DATASET RECORDS:
--- BEGIN ---

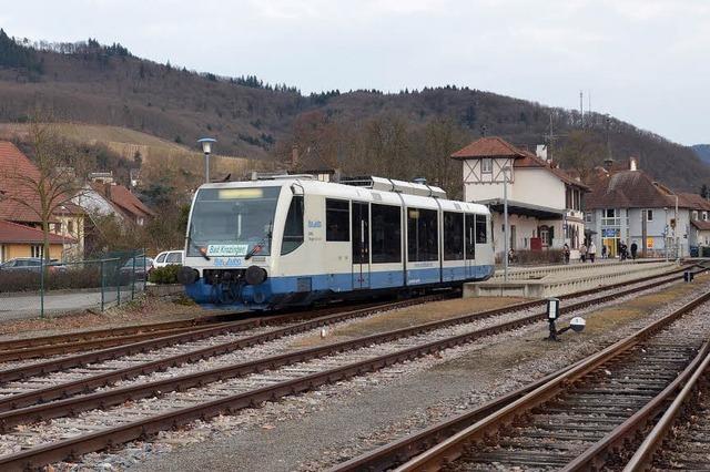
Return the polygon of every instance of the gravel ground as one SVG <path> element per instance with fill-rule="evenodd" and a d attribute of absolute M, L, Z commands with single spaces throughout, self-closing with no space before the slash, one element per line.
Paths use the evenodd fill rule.
<path fill-rule="evenodd" d="M 706 281 L 672 291 L 686 301 L 708 286 Z M 628 298 L 633 304 L 646 297 Z M 615 326 L 611 334 L 549 345 L 539 342 L 545 326 L 525 328 L 258 410 L 196 423 L 187 431 L 162 433 L 153 443 L 134 443 L 115 454 L 89 454 L 81 464 L 58 466 L 173 470 L 180 463 L 183 470 L 320 470 L 519 387 L 631 330 L 627 324 Z"/>
<path fill-rule="evenodd" d="M 103 312 L 83 311 L 44 319 L 0 322 L 0 340 L 51 336 L 84 329 L 104 329 L 125 325 L 190 319 L 214 311 L 204 310 L 191 301 L 171 297 L 139 297 L 134 301 Z"/>

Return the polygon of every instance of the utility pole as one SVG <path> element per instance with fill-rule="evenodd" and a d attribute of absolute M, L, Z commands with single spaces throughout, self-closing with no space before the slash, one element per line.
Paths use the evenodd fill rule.
<path fill-rule="evenodd" d="M 585 127 L 585 99 L 584 99 L 584 93 L 580 90 L 579 91 L 579 127 Z"/>
<path fill-rule="evenodd" d="M 503 167 L 503 281 L 508 283 L 508 171 Z"/>

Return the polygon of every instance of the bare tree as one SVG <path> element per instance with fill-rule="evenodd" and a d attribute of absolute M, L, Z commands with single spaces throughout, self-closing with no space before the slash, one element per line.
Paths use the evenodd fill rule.
<path fill-rule="evenodd" d="M 85 192 L 82 182 L 84 163 L 60 138 L 57 129 L 45 115 L 37 114 L 30 123 L 28 141 L 33 156 L 33 168 L 6 170 L 2 198 L 37 215 L 43 233 L 44 259 L 50 258 L 50 224 L 55 222 L 62 207 Z"/>

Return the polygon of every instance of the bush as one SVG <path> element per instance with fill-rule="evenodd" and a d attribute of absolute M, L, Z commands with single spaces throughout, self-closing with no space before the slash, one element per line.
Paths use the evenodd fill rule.
<path fill-rule="evenodd" d="M 0 291 L 34 291 L 40 289 L 40 273 L 13 270 L 0 273 Z M 101 287 L 101 269 L 99 265 L 71 267 L 61 270 L 48 270 L 44 275 L 44 289 L 77 289 Z"/>
<path fill-rule="evenodd" d="M 178 284 L 178 273 L 182 266 L 170 265 L 165 267 L 156 267 L 151 270 L 148 280 L 153 284 Z"/>

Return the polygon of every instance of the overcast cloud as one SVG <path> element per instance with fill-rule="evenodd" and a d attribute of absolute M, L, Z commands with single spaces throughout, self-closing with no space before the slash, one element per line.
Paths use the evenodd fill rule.
<path fill-rule="evenodd" d="M 591 109 L 710 143 L 709 0 L 0 0 L 32 40 L 135 55 L 304 93 L 468 85 Z M 585 109 L 587 99 L 585 98 Z"/>

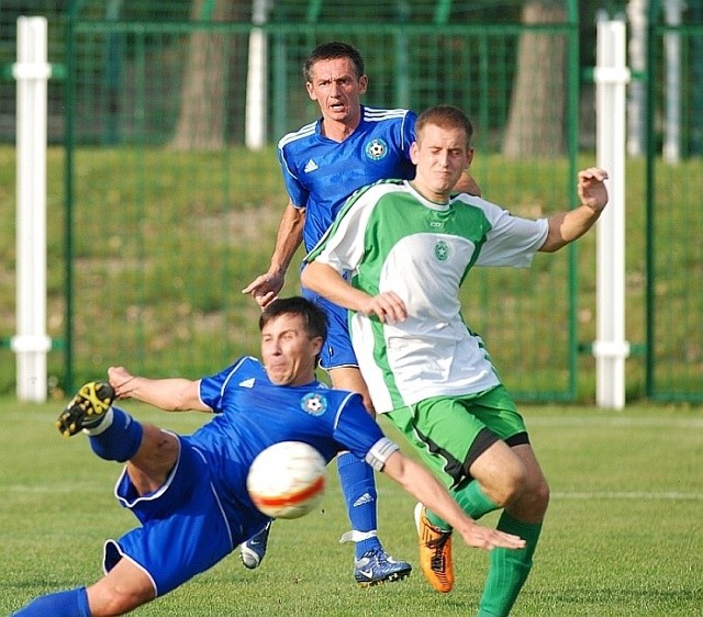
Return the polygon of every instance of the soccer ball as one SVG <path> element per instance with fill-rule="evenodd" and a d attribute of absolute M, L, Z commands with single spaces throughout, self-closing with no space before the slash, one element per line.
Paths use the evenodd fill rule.
<path fill-rule="evenodd" d="M 264 514 L 300 518 L 322 500 L 327 482 L 322 455 L 302 441 L 280 441 L 259 452 L 249 468 L 246 487 Z"/>

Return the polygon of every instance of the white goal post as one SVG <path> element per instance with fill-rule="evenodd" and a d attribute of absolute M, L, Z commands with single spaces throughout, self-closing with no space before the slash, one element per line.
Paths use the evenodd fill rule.
<path fill-rule="evenodd" d="M 625 88 L 631 71 L 625 60 L 625 22 L 598 22 L 596 157 L 610 179 L 609 205 L 596 223 L 595 402 L 625 406 Z"/>
<path fill-rule="evenodd" d="M 46 401 L 46 18 L 18 19 L 16 80 L 16 394 Z"/>

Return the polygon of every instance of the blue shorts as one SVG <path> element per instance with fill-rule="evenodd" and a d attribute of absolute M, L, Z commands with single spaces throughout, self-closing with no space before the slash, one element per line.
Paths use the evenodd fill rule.
<path fill-rule="evenodd" d="M 358 368 L 359 362 L 352 347 L 349 321 L 346 308 L 337 306 L 326 298 L 303 288 L 303 296 L 314 302 L 327 315 L 327 340 L 320 352 L 320 366 L 326 371 L 342 367 Z"/>
<path fill-rule="evenodd" d="M 241 521 L 225 515 L 202 453 L 187 439 L 179 441 L 176 467 L 158 491 L 140 496 L 122 472 L 115 496 L 142 527 L 104 547 L 105 573 L 121 559 L 130 559 L 152 579 L 157 596 L 212 568 L 252 531 L 244 520 L 248 512 L 242 512 Z"/>

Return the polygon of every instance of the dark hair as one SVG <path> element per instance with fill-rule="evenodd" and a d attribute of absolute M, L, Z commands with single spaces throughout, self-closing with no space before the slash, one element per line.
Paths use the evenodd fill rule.
<path fill-rule="evenodd" d="M 442 128 L 462 128 L 466 133 L 466 145 L 471 147 L 473 138 L 473 125 L 469 116 L 459 108 L 454 105 L 435 105 L 428 108 L 420 114 L 415 123 L 415 134 L 417 141 L 422 138 L 422 132 L 427 124 L 434 124 Z"/>
<path fill-rule="evenodd" d="M 364 75 L 364 58 L 361 58 L 359 51 L 348 43 L 333 41 L 332 43 L 317 45 L 317 47 L 312 51 L 312 54 L 310 54 L 303 65 L 303 77 L 305 81 L 312 81 L 312 66 L 315 63 L 320 60 L 335 60 L 337 58 L 349 58 L 356 69 L 357 78 Z"/>
<path fill-rule="evenodd" d="M 274 300 L 259 317 L 259 329 L 281 315 L 300 315 L 305 322 L 305 332 L 310 338 L 327 338 L 327 315 L 316 304 L 300 295 Z"/>

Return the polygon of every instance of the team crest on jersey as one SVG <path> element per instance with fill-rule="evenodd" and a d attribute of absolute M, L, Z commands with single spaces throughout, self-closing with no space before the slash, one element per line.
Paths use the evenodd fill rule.
<path fill-rule="evenodd" d="M 435 257 L 437 258 L 437 261 L 446 261 L 447 259 L 449 259 L 449 245 L 444 240 L 439 240 L 435 245 Z"/>
<path fill-rule="evenodd" d="M 303 412 L 313 416 L 321 416 L 327 410 L 327 400 L 316 392 L 305 394 L 300 402 Z"/>
<path fill-rule="evenodd" d="M 380 138 L 372 139 L 366 144 L 364 152 L 371 160 L 380 160 L 388 154 L 388 144 Z"/>

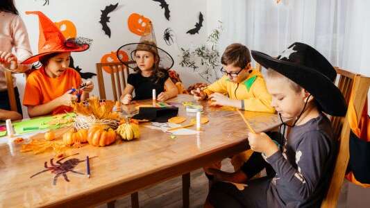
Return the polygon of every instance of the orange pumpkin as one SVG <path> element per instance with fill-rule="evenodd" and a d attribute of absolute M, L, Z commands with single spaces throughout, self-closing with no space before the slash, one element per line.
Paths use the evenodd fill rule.
<path fill-rule="evenodd" d="M 110 128 L 108 130 L 101 127 L 92 127 L 87 132 L 87 141 L 96 146 L 105 146 L 116 141 L 116 132 Z"/>
<path fill-rule="evenodd" d="M 77 132 L 71 130 L 63 135 L 63 142 L 67 145 L 80 146 L 81 143 L 87 142 L 87 130 L 81 129 Z"/>
<path fill-rule="evenodd" d="M 56 139 L 56 134 L 53 131 L 47 132 L 44 135 L 45 139 L 47 141 L 52 141 Z"/>
<path fill-rule="evenodd" d="M 77 35 L 77 30 L 76 29 L 76 26 L 71 21 L 65 19 L 54 23 L 59 30 L 60 30 L 65 39 L 76 37 Z"/>
<path fill-rule="evenodd" d="M 119 58 L 121 58 L 121 60 L 124 61 L 128 61 L 128 55 L 127 53 L 126 53 L 124 51 L 118 51 L 118 55 L 119 56 Z M 100 59 L 100 62 L 102 63 L 115 63 L 115 62 L 119 62 L 119 60 L 117 57 L 116 52 L 111 51 L 110 53 L 106 53 L 104 55 L 101 57 Z M 113 70 L 112 70 L 112 68 L 110 67 L 103 67 L 103 69 L 106 71 L 107 73 L 112 73 L 113 72 Z M 119 68 L 119 70 L 121 71 L 121 68 Z"/>
<path fill-rule="evenodd" d="M 151 20 L 137 13 L 130 15 L 127 21 L 130 31 L 137 35 L 145 35 L 151 31 Z"/>

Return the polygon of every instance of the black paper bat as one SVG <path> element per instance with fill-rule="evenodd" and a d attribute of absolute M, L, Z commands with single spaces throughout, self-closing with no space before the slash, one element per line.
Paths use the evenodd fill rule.
<path fill-rule="evenodd" d="M 69 62 L 69 67 L 74 69 L 74 70 L 77 71 L 82 78 L 83 79 L 89 79 L 92 78 L 93 76 L 96 76 L 95 73 L 92 72 L 81 72 L 82 69 L 81 69 L 78 66 L 74 67 L 74 61 L 73 60 L 73 58 L 71 56 L 71 60 Z"/>
<path fill-rule="evenodd" d="M 165 9 L 165 17 L 168 21 L 169 21 L 169 9 L 168 8 L 168 3 L 166 2 L 166 0 L 153 0 L 153 1 L 160 3 L 160 7 Z"/>
<path fill-rule="evenodd" d="M 110 4 L 110 6 L 106 6 L 106 8 L 103 10 L 101 11 L 101 15 L 100 16 L 100 24 L 103 26 L 103 31 L 104 33 L 106 33 L 106 35 L 107 35 L 110 38 L 110 28 L 108 26 L 107 22 L 110 22 L 109 21 L 110 17 L 108 16 L 109 13 L 115 10 L 117 7 L 118 6 L 118 3 L 112 5 Z"/>
<path fill-rule="evenodd" d="M 202 12 L 199 12 L 199 21 L 195 24 L 195 28 L 189 30 L 186 33 L 194 35 L 199 33 L 201 28 L 203 26 L 203 15 Z"/>

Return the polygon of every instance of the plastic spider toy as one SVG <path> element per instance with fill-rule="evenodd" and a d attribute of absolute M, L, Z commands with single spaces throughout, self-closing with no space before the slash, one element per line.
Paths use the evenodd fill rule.
<path fill-rule="evenodd" d="M 172 29 L 167 28 L 165 30 L 165 33 L 163 34 L 163 40 L 165 40 L 165 42 L 168 46 L 171 46 L 174 43 L 174 40 L 172 39 L 174 35 L 172 33 Z"/>
<path fill-rule="evenodd" d="M 72 173 L 80 174 L 80 175 L 85 175 L 85 173 L 74 171 L 73 170 L 74 167 L 76 167 L 79 163 L 85 161 L 85 159 L 80 160 L 78 158 L 72 158 L 65 162 L 61 162 L 63 159 L 66 157 L 71 157 L 71 156 L 76 155 L 78 155 L 78 153 L 74 154 L 74 155 L 67 156 L 67 157 L 63 157 L 56 162 L 56 164 L 53 162 L 53 158 L 50 159 L 51 166 L 48 166 L 47 162 L 45 162 L 45 163 L 44 164 L 44 166 L 45 167 L 46 169 L 33 174 L 33 175 L 30 177 L 30 178 L 37 175 L 39 175 L 40 173 L 50 171 L 51 173 L 56 174 L 56 176 L 54 177 L 54 180 L 53 180 L 53 184 L 55 185 L 56 184 L 56 180 L 58 180 L 58 177 L 60 176 L 60 175 L 63 175 L 65 180 L 67 182 L 69 182 L 69 180 L 67 177 L 67 173 L 68 172 L 72 172 Z M 90 157 L 90 159 L 92 157 Z"/>

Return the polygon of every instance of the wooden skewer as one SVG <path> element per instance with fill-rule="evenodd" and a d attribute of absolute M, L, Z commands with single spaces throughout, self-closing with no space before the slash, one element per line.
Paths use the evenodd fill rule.
<path fill-rule="evenodd" d="M 249 124 L 249 123 L 248 122 L 248 121 L 246 121 L 246 119 L 244 118 L 244 116 L 243 115 L 243 114 L 242 114 L 242 112 L 240 112 L 240 110 L 239 110 L 239 109 L 237 109 L 237 112 L 239 113 L 239 114 L 240 115 L 240 116 L 242 116 L 242 119 L 243 119 L 243 121 L 244 121 L 244 123 L 245 124 L 246 124 L 246 126 L 248 127 L 248 128 L 249 129 L 249 131 L 251 131 L 252 133 L 253 134 L 255 134 L 255 132 L 254 131 L 254 130 L 252 128 L 252 127 L 251 126 L 251 124 Z"/>
<path fill-rule="evenodd" d="M 167 131 L 173 131 L 173 130 L 178 130 L 178 129 L 180 129 L 180 128 L 187 128 L 187 127 L 190 127 L 192 125 L 194 125 L 195 123 L 194 122 L 191 122 L 190 123 L 187 124 L 187 125 L 181 125 L 181 126 L 178 126 L 178 127 L 174 127 L 174 128 L 169 128 L 167 129 Z"/>

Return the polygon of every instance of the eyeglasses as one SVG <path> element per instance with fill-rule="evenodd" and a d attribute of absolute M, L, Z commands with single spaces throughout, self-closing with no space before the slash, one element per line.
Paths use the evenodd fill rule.
<path fill-rule="evenodd" d="M 226 70 L 225 70 L 224 69 L 224 67 L 221 67 L 219 71 L 221 71 L 221 72 L 222 72 L 222 73 L 224 73 L 225 75 L 227 75 L 229 77 L 236 78 L 237 76 L 237 75 L 240 73 L 240 71 L 242 71 L 242 70 L 243 70 L 243 69 L 241 69 L 240 70 L 239 70 L 238 72 L 228 72 Z"/>

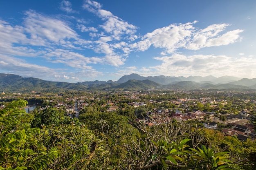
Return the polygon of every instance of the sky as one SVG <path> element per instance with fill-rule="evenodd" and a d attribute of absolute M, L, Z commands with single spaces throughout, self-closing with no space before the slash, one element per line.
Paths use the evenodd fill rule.
<path fill-rule="evenodd" d="M 256 1 L 0 0 L 0 73 L 256 78 Z"/>

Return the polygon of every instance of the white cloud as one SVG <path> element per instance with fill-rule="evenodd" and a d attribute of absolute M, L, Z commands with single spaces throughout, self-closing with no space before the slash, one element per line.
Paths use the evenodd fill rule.
<path fill-rule="evenodd" d="M 176 76 L 212 75 L 216 77 L 244 77 L 246 74 L 248 77 L 253 77 L 256 73 L 256 59 L 253 57 L 234 58 L 226 55 L 175 54 L 154 58 L 162 62 L 160 65 L 148 67 L 153 69 L 150 74 L 155 75 Z"/>
<path fill-rule="evenodd" d="M 100 26 L 108 33 L 110 34 L 115 39 L 120 40 L 122 36 L 126 35 L 127 38 L 133 40 L 133 36 L 137 27 L 113 15 L 110 11 L 101 9 L 99 3 L 92 0 L 86 0 L 83 6 L 83 8 L 92 12 L 101 18 L 105 22 Z"/>
<path fill-rule="evenodd" d="M 33 40 L 45 39 L 55 43 L 61 40 L 77 39 L 78 35 L 63 21 L 43 16 L 34 11 L 26 12 L 24 18 L 26 31 Z"/>
<path fill-rule="evenodd" d="M 74 13 L 77 12 L 72 9 L 71 2 L 67 0 L 63 0 L 61 2 L 60 9 L 67 13 Z"/>
<path fill-rule="evenodd" d="M 239 33 L 243 30 L 237 29 L 221 34 L 229 25 L 213 24 L 204 29 L 194 27 L 189 22 L 174 24 L 156 29 L 146 34 L 141 41 L 130 45 L 130 48 L 145 51 L 151 46 L 163 49 L 162 54 L 171 53 L 179 48 L 198 50 L 202 48 L 227 45 L 240 40 Z"/>
<path fill-rule="evenodd" d="M 76 25 L 77 28 L 80 29 L 81 32 L 98 32 L 98 30 L 95 28 L 91 26 L 87 27 L 82 24 L 77 24 Z"/>
<path fill-rule="evenodd" d="M 103 58 L 103 64 L 118 66 L 124 64 L 126 59 L 119 55 L 106 55 Z"/>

--- END ---

EXERCISE GOAL: The answer consists only of the lines from the one containing "Return the polygon of every instance of the white cloud" to the end of the records, each written out exactly.

FULL OUTPUT:
Return the polygon of every instance of the white cloud as one SVG <path> element per instance with fill-rule="evenodd" and a d attribute of absolute M, L, Z commands with single spaces throughout, self-closing with no space before the slash, one element per line.
Paths use the evenodd fill rule.
<path fill-rule="evenodd" d="M 176 76 L 212 75 L 216 77 L 244 77 L 246 74 L 248 77 L 253 77 L 256 73 L 256 59 L 253 57 L 234 58 L 226 55 L 175 54 L 154 58 L 162 62 L 160 65 L 148 67 L 153 69 L 150 74 L 155 75 Z"/>
<path fill-rule="evenodd" d="M 100 26 L 108 33 L 110 34 L 115 39 L 120 40 L 122 36 L 126 35 L 127 38 L 133 40 L 133 36 L 137 27 L 113 15 L 110 11 L 101 9 L 99 3 L 92 0 L 86 0 L 83 6 L 83 8 L 92 12 L 101 18 L 105 22 Z"/>
<path fill-rule="evenodd" d="M 33 40 L 45 39 L 55 43 L 61 40 L 77 39 L 78 35 L 63 21 L 43 16 L 34 11 L 26 12 L 24 18 L 26 31 Z"/>
<path fill-rule="evenodd" d="M 74 13 L 77 12 L 72 9 L 71 2 L 67 0 L 63 0 L 61 2 L 60 9 L 67 13 Z"/>
<path fill-rule="evenodd" d="M 239 33 L 243 30 L 237 29 L 221 34 L 229 25 L 213 24 L 204 29 L 194 27 L 189 22 L 174 24 L 156 29 L 146 34 L 141 41 L 130 45 L 130 48 L 145 51 L 151 46 L 163 49 L 162 54 L 171 53 L 179 48 L 198 50 L 202 48 L 227 45 L 240 40 Z"/>
<path fill-rule="evenodd" d="M 76 25 L 77 28 L 80 29 L 81 32 L 98 32 L 98 30 L 95 28 L 91 26 L 87 27 L 82 24 L 77 24 Z"/>
<path fill-rule="evenodd" d="M 103 58 L 103 64 L 118 66 L 124 64 L 126 59 L 119 55 L 106 55 Z"/>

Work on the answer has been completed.